▶ Exercise requirements: Present the entries as a Markdown table with the columns Row and Line, starting at the line containing "Detect yellow road roller here." and continuing through the end of the entries, numbering each row and skipping blank lines. Leave the pictures out.

# # # # # # #

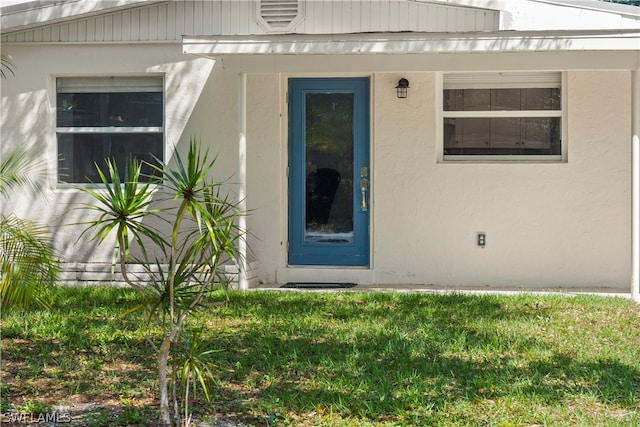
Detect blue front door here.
[289,78,370,266]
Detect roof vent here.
[257,0,303,32]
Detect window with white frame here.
[442,72,563,160]
[56,76,164,183]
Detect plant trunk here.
[158,337,171,427]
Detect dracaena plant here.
[81,140,244,426]
[0,148,59,310]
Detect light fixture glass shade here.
[396,78,409,98]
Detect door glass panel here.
[304,93,354,243]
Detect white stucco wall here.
[0,45,238,263]
[242,72,631,289]
[0,41,631,289]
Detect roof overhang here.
[183,29,640,57]
[0,0,167,33]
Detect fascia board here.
[0,0,166,33]
[183,29,640,56]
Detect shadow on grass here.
[2,288,640,425]
[202,294,640,422]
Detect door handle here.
[360,178,369,212]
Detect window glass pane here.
[444,117,561,155]
[57,92,163,127]
[444,89,491,111]
[491,89,522,111]
[443,88,560,111]
[58,133,163,183]
[522,88,560,110]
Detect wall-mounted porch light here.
[396,77,409,98]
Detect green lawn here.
[1,288,640,426]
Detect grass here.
[0,288,640,426]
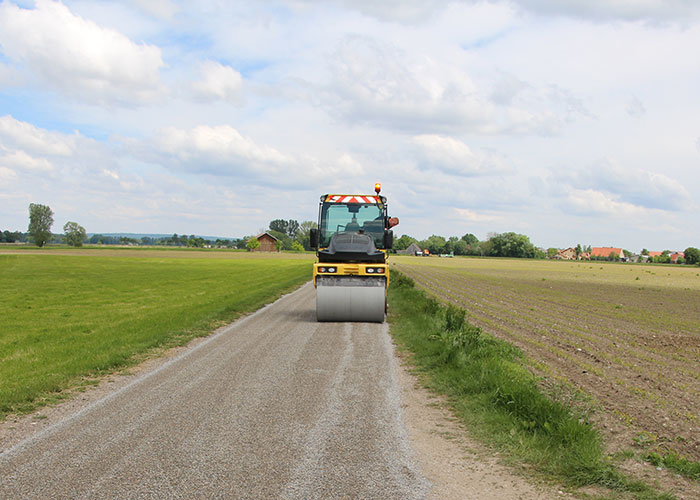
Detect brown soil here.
[396,263,700,498]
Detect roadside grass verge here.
[389,271,674,500]
[0,254,311,420]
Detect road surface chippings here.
[0,285,429,499]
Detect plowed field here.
[392,257,700,461]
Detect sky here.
[0,0,700,251]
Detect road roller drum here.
[316,276,386,323]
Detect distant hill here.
[87,233,240,241]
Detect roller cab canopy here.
[318,194,388,253]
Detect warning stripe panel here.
[326,194,380,205]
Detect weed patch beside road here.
[389,273,672,500]
[0,252,311,419]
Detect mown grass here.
[0,254,311,419]
[389,272,673,500]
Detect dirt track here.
[0,285,561,499]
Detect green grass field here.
[0,250,311,419]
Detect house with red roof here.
[671,252,685,264]
[591,247,628,260]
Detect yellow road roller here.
[311,184,399,323]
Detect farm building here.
[253,233,277,252]
[591,247,626,260]
[671,252,685,264]
[554,248,576,260]
[396,243,421,255]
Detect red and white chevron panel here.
[326,194,379,205]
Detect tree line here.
[394,232,547,259]
[5,203,700,265]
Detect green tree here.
[394,234,418,250]
[270,219,289,234]
[489,232,535,258]
[27,203,53,247]
[421,234,447,254]
[683,247,700,265]
[287,219,300,239]
[295,220,318,250]
[454,240,467,255]
[462,233,479,246]
[63,221,87,247]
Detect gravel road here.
[0,284,429,499]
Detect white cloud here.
[326,36,492,131]
[0,0,163,104]
[0,147,55,173]
[127,125,297,182]
[413,134,508,177]
[454,208,503,222]
[515,0,700,22]
[0,166,17,181]
[625,96,647,116]
[561,160,692,211]
[563,189,650,217]
[192,61,243,102]
[130,0,180,19]
[0,115,79,156]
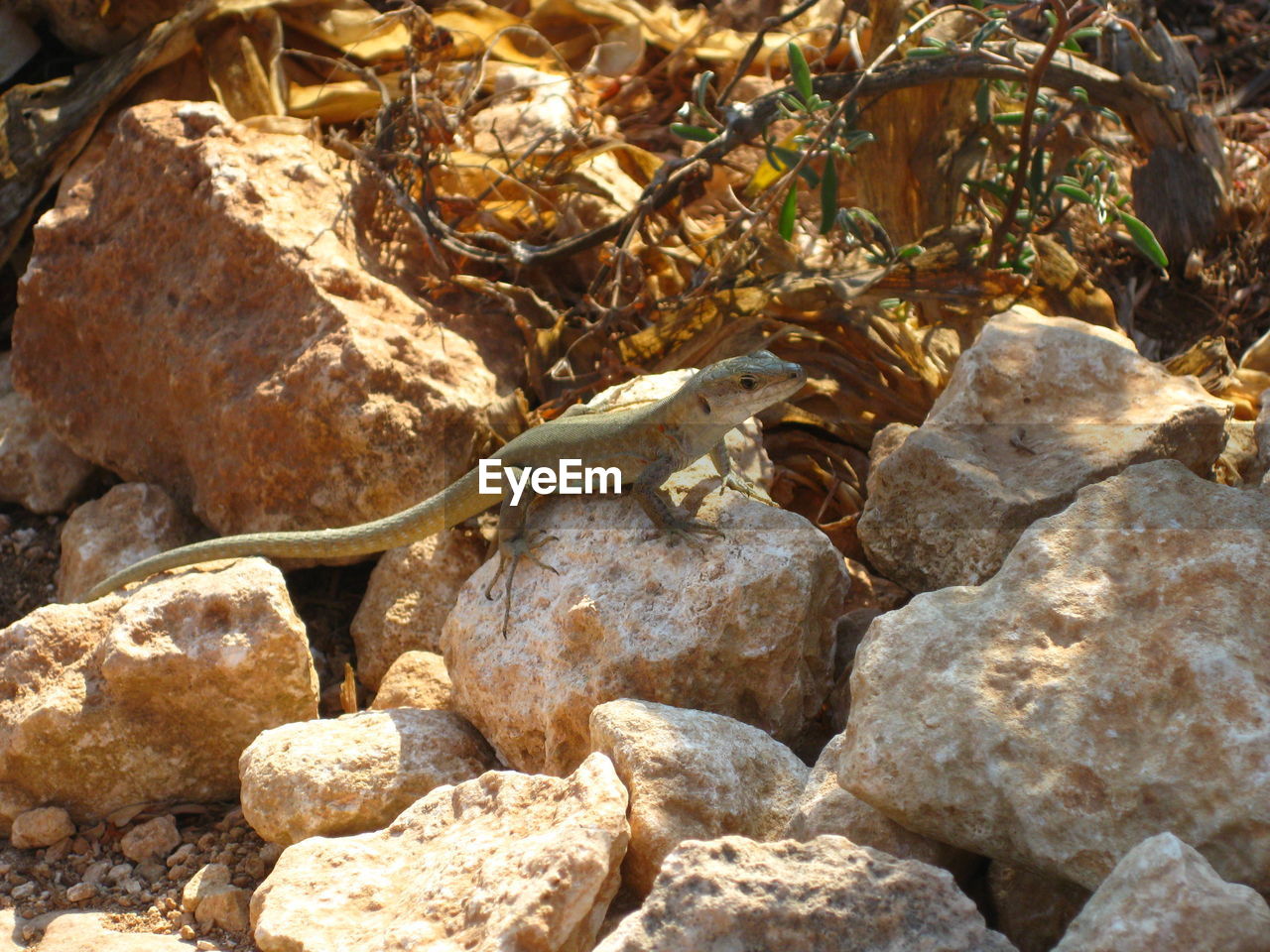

# # # # # # #

▶ Written solution:
| Row | Line |
|---|---|
| 1 | Detect yellow road roller here. |
| 2 | [311,184,399,323] |
| 3 | Detect farm building here. |
| 4 | [253,233,277,252] |
| 5 | [591,247,626,260] |
| 6 | [671,252,685,264] |
| 7 | [554,248,576,260] |
| 8 | [396,243,421,255] |
| 9 | Detect red and white chevron panel here. |
| 10 | [326,194,379,205] |
| 11 | Detect tree line here. |
| 12 | [394,232,547,259] |
| 13 | [5,203,700,265] |
| 14 | Detect green tree here. |
| 15 | [394,234,418,250] |
| 16 | [270,219,289,234] |
| 17 | [489,232,535,258] |
| 18 | [27,203,53,247] |
| 19 | [421,234,447,254] |
| 20 | [683,247,700,265] |
| 21 | [287,219,300,239] |
| 22 | [295,220,318,250] |
| 23 | [454,240,467,255] |
| 24 | [462,233,479,246] |
| 25 | [63,221,87,247] |
| 26 | Detect gravel road here. |
| 27 | [0,284,429,499] |
| 28 | Detect white cloud here. |
| 29 | [326,36,492,131] |
| 30 | [0,0,163,104] |
| 31 | [0,147,55,173] |
| 32 | [127,125,297,182] |
| 33 | [413,134,508,177] |
| 34 | [454,208,503,222] |
| 35 | [515,0,700,22] |
| 36 | [0,166,17,181] |
| 37 | [625,96,647,116] |
| 38 | [561,160,692,211] |
| 39 | [563,189,650,217] |
| 40 | [192,61,243,102] |
| 41 | [130,0,180,19] |
| 42 | [0,115,79,156] |